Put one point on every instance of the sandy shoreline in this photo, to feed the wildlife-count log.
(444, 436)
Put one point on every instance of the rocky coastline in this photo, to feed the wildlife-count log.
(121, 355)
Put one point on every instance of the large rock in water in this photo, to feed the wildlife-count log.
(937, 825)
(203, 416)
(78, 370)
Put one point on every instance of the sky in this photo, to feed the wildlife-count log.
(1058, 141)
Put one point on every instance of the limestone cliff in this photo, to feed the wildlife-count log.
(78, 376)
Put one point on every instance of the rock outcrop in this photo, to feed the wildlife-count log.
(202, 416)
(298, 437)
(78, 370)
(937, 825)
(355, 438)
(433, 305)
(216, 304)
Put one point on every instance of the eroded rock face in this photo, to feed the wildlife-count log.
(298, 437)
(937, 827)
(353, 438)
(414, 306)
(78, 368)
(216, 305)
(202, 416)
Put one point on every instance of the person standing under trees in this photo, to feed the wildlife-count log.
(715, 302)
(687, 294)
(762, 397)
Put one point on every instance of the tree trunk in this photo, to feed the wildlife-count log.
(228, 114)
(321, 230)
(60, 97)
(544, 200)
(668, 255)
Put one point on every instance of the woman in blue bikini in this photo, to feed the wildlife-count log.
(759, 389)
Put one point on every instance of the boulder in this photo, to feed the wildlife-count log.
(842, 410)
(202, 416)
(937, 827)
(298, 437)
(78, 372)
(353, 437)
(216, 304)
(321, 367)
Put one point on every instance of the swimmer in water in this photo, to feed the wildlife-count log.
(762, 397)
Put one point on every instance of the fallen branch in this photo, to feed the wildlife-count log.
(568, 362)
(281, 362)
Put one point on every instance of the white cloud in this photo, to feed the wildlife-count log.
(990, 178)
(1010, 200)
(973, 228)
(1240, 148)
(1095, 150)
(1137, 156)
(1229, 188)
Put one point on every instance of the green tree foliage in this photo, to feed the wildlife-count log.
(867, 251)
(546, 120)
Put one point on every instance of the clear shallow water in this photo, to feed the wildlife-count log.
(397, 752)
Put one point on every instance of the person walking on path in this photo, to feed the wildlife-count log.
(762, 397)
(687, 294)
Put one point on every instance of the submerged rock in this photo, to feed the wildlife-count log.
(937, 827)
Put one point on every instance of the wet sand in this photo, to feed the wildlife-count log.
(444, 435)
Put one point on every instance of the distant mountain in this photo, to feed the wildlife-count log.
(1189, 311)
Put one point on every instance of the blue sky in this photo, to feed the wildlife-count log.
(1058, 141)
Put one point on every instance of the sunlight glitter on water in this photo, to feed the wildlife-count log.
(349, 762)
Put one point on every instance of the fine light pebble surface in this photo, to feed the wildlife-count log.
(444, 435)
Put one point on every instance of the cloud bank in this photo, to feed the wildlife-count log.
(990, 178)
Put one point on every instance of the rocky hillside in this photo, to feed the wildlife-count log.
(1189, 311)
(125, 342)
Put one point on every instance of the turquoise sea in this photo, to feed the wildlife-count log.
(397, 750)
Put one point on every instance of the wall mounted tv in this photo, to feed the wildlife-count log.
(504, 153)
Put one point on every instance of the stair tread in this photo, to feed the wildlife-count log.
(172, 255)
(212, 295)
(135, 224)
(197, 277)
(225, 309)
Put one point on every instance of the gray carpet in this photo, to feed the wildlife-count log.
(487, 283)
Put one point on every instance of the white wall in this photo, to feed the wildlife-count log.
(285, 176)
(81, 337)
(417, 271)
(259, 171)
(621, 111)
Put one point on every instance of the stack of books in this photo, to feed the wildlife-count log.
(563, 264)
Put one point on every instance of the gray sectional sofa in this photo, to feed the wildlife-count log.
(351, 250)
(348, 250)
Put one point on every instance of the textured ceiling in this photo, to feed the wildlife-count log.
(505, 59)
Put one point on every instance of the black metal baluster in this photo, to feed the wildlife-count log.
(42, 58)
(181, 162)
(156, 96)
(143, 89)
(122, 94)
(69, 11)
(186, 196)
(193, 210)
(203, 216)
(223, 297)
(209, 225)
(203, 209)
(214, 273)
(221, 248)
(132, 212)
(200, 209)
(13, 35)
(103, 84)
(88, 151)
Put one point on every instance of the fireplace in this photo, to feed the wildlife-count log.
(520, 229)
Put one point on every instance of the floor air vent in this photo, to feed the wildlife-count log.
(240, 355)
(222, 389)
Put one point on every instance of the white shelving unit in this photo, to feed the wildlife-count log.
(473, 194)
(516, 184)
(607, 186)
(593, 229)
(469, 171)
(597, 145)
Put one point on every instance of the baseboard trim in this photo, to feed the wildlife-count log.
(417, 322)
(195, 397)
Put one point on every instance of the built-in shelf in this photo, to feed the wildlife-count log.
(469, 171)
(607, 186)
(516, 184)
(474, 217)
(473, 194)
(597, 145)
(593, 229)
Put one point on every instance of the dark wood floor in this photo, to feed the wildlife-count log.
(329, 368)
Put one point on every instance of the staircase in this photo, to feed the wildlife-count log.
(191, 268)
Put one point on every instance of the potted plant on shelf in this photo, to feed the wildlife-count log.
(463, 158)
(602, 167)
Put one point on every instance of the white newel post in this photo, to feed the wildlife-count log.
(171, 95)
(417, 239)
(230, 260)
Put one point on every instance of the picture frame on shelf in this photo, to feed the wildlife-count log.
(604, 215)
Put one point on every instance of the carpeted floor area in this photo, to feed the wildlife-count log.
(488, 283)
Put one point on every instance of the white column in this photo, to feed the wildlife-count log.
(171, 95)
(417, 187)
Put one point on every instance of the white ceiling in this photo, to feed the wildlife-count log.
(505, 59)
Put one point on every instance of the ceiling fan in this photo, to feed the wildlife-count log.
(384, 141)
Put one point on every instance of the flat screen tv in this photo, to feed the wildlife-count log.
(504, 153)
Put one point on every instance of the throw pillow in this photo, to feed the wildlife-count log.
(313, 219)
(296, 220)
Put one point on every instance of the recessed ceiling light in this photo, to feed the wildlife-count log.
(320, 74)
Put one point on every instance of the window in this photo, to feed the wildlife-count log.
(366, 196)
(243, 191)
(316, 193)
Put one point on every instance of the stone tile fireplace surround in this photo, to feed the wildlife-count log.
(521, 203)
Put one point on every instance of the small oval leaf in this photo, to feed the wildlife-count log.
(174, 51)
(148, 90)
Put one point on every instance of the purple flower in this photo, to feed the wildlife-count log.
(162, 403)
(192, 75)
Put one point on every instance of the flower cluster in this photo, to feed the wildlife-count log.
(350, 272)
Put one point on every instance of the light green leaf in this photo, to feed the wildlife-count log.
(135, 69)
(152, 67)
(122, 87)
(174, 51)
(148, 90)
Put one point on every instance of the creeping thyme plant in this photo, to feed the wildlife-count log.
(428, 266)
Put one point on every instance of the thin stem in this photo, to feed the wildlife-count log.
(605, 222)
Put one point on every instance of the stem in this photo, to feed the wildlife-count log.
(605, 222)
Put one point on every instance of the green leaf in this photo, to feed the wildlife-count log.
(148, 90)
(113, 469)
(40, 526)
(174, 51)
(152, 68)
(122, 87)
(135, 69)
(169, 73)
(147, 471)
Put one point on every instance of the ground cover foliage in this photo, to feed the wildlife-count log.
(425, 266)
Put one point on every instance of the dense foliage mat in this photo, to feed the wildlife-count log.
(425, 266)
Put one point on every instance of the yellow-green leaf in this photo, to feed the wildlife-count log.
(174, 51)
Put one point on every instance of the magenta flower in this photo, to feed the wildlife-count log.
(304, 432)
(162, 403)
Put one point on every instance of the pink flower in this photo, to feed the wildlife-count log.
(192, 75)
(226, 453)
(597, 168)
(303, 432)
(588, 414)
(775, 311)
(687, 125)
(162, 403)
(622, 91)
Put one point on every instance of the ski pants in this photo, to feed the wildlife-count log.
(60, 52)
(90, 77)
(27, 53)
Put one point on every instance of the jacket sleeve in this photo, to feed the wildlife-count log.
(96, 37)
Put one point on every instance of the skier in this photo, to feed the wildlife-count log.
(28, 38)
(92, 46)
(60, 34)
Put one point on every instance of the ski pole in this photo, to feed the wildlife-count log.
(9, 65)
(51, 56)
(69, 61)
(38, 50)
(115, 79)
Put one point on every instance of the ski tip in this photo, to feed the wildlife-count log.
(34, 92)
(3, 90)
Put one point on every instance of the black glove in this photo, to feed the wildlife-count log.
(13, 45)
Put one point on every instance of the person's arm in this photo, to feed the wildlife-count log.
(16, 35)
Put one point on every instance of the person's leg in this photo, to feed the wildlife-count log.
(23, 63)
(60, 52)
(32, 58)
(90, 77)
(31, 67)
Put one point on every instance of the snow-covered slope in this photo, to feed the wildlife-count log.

******************************

▶ _Required work_
Rescale the records, starting with the line that contains "Put one point on every instance of the boulder" and going on through the line that contains "(1229, 188)". Write out only those lines, requests included, with every point coordinate multiplied by 0.55 and rounded to a whole number, halves rounded up.

▶ _Solution_
Put one point on every instance of the boulder in this photo, to feed the wildlife-count log.
(463, 226)
(111, 229)
(515, 455)
(164, 240)
(43, 205)
(194, 240)
(119, 167)
(177, 202)
Put one point on every instance of the swimmer in water in this photo, to feed the wildlife-count log.
(419, 218)
Put one point on every instance of the fallen branch in this photo, to feed the wildlife-count log.
(312, 199)
(155, 199)
Put one point on every instance of the white cloud in this photo, to feed the wildlife-count log.
(545, 98)
(556, 110)
(535, 125)
(682, 81)
(602, 83)
(625, 86)
(676, 103)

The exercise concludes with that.